** Start Records to use **
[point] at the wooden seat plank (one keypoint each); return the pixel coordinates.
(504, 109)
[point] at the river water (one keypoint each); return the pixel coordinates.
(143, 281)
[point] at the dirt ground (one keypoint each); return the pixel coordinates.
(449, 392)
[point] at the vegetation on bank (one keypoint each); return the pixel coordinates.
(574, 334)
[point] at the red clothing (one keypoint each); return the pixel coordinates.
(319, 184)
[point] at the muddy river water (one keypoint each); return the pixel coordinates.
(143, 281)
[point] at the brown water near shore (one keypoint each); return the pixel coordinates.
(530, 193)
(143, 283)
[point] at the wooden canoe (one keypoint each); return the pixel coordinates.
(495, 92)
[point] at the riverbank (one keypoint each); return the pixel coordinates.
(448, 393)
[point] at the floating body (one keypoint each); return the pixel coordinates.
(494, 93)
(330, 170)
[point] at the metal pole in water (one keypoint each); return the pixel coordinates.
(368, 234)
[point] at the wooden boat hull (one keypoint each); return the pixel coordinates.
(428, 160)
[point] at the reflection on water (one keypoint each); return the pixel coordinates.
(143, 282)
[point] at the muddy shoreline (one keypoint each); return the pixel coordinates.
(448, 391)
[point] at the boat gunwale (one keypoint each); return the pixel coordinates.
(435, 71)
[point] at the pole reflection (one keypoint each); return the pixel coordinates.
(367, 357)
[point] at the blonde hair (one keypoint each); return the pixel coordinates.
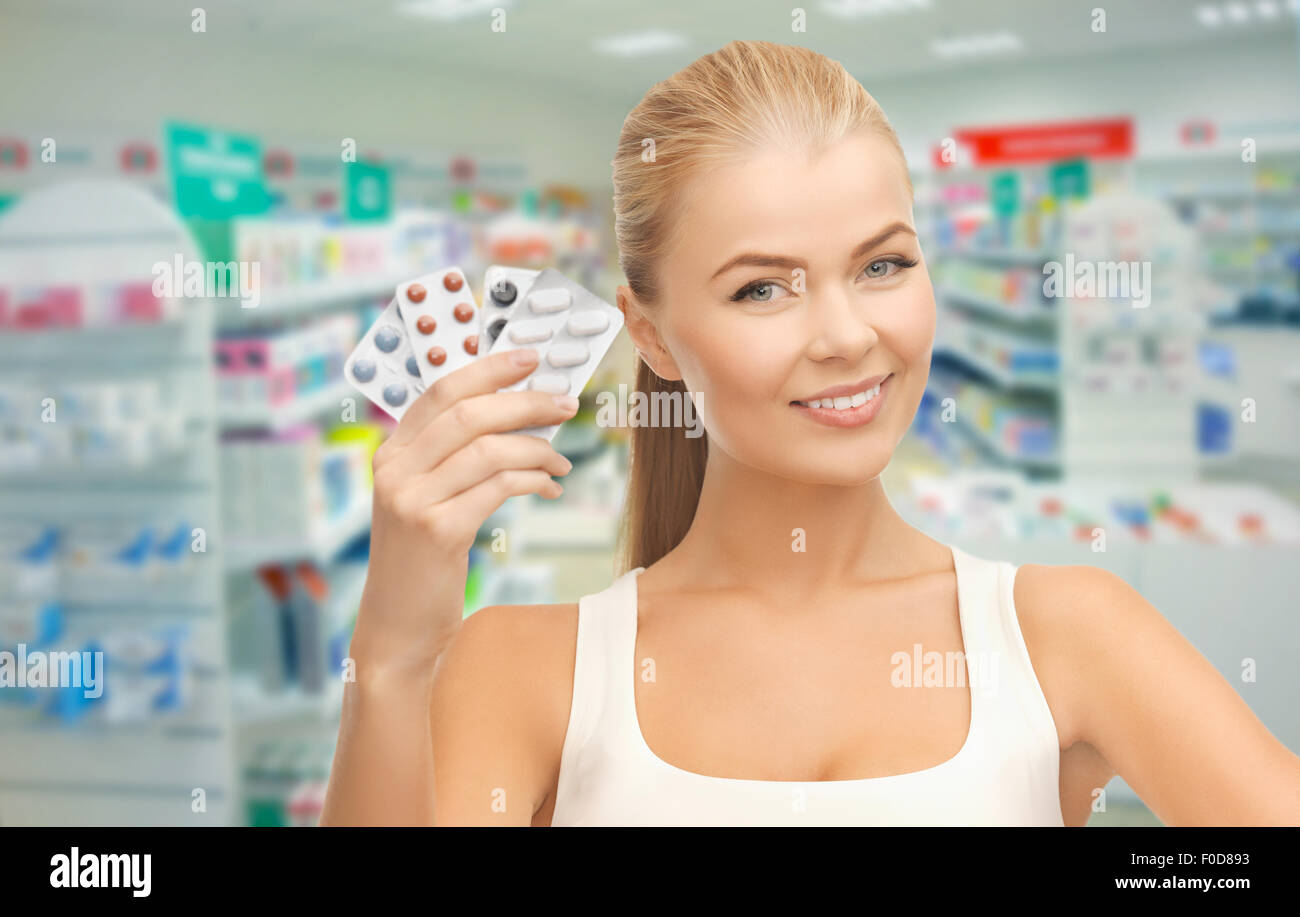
(718, 109)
** End Records to use **
[Task to complete]
Revise the material by replacing every "pixel coordinates" with "image coordinates" and leaving all else unchanged. Write out the revised material without the pictures.

[Answer for the task]
[point] at the wooden seat plank (one keypoint each); return the image coordinates.
(504, 109)
[point] at the river water (one keypoint each); return the image coordinates.
(143, 281)
[point] at the dirt ground (one keypoint each); return the image coordinates.
(449, 392)
[point] at the vegetation on bank (one keypoint each); return the image coordinates.
(574, 334)
[point] at the red clothing (one keypoint each); return the image coordinates.
(319, 184)
[point] at the muddy river water (one keypoint each); return the image coordinates.
(143, 281)
[point] at the brown water near shore (one keypoint each); return the image coordinates.
(530, 193)
(143, 283)
[point] at the wooden canoe (one keypoint each); return the image coordinates.
(495, 92)
[point] at the riverbank (one keypoint each); return the image coordinates.
(448, 393)
[point] at the floating body (one keypoint each); return the image coordinates.
(494, 93)
(330, 170)
[point] at the metal pole in water (one keypoint each); return the image coordinates.
(368, 234)
[point] at the wooden boat hull (one keypoint each); return the image coordinates.
(428, 160)
[point] at the reflection on water (one keypoint each); return the image coordinates.
(143, 282)
[point] at the muddy shoreline (one keypoint each); return the image coordinates.
(448, 391)
[point] at the boat gunwale (one keypoint each); return the image coordinates.
(435, 71)
[point] at the pole reflection (one keypoint each); return the image coordinates.
(367, 357)
[point] at the blonde hair (one keypoint each); return the image coordinates.
(718, 109)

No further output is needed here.